_TASK DIRECTIONS_:
Can you turn every one of the rows below into a numbered list, leaving out any blank lines?

•••

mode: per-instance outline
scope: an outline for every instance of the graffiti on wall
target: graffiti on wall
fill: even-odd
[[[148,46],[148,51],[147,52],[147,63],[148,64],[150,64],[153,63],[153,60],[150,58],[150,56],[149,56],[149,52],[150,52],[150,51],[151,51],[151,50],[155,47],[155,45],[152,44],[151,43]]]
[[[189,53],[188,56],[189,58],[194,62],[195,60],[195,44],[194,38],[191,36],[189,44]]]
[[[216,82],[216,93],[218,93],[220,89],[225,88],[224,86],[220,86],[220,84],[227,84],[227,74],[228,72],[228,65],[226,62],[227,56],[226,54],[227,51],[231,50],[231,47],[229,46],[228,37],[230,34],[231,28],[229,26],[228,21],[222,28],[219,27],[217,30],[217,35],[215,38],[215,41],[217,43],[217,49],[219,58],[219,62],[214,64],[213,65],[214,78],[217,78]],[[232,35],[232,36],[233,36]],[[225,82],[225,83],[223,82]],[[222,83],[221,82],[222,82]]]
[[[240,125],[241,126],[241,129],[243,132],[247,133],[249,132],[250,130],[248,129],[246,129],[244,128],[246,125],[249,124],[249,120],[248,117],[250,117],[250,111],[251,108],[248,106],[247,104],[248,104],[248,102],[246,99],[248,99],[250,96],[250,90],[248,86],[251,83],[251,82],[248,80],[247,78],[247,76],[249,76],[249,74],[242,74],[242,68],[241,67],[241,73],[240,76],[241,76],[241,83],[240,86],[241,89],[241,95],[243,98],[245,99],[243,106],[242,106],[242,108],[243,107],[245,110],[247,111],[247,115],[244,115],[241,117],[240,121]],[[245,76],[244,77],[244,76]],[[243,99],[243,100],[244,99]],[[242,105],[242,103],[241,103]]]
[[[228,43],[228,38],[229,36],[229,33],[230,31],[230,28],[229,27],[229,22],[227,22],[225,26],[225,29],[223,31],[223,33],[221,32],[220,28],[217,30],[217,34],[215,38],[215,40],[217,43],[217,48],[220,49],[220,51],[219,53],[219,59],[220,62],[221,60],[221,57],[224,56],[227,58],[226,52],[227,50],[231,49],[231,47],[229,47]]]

•••

_THE SOLUTION_:
1. mode: per-instance outline
2. scope: an outline for every instance of the graffiti on wall
3. target: graffiti on wall
4. fill: even-odd
5. [[[148,46],[148,51],[147,52],[147,63],[148,64],[150,64],[153,63],[153,60],[150,58],[150,56],[149,56],[149,52],[150,52],[150,51],[151,51],[151,50],[155,47],[155,45],[152,44],[151,43]]]
6. [[[189,53],[188,56],[189,58],[194,62],[195,60],[195,44],[194,38],[191,36],[189,44]]]
7. [[[216,82],[216,93],[218,93],[220,89],[225,88],[224,86],[220,86],[220,84],[227,84],[227,74],[228,72],[228,65],[226,62],[227,56],[226,54],[227,51],[231,50],[231,47],[229,46],[228,37],[230,34],[231,28],[229,26],[228,21],[222,28],[219,27],[217,30],[217,35],[215,38],[215,41],[217,43],[217,49],[219,58],[219,62],[214,64],[213,65],[214,78],[217,78]],[[232,35],[232,36],[233,36]],[[225,82],[225,83],[223,82]],[[222,83],[221,82],[222,82]]]
8. [[[240,125],[241,126],[241,129],[243,132],[247,133],[249,132],[250,130],[248,129],[246,129],[244,128],[246,125],[249,124],[249,120],[248,117],[250,117],[250,111],[251,108],[248,106],[247,104],[248,104],[248,102],[246,99],[248,99],[250,96],[250,90],[248,86],[251,83],[251,82],[248,80],[247,78],[247,76],[249,76],[249,74],[242,74],[242,68],[241,67],[241,73],[240,76],[241,76],[241,83],[240,86],[241,89],[241,95],[243,98],[245,99],[243,106],[242,106],[242,108],[243,107],[245,110],[247,111],[247,115],[244,115],[241,117],[240,121]],[[245,76],[244,77],[244,76]],[[243,99],[243,100],[244,99]],[[242,105],[242,103],[241,103]]]
9. [[[228,43],[228,38],[229,36],[229,33],[230,31],[230,28],[229,27],[229,22],[227,22],[225,26],[225,29],[223,31],[223,33],[221,32],[220,28],[217,30],[217,34],[215,38],[215,40],[217,43],[217,48],[220,49],[220,51],[219,53],[219,59],[220,62],[221,60],[221,57],[224,56],[227,58],[226,52],[227,50],[231,49],[231,47],[229,47]]]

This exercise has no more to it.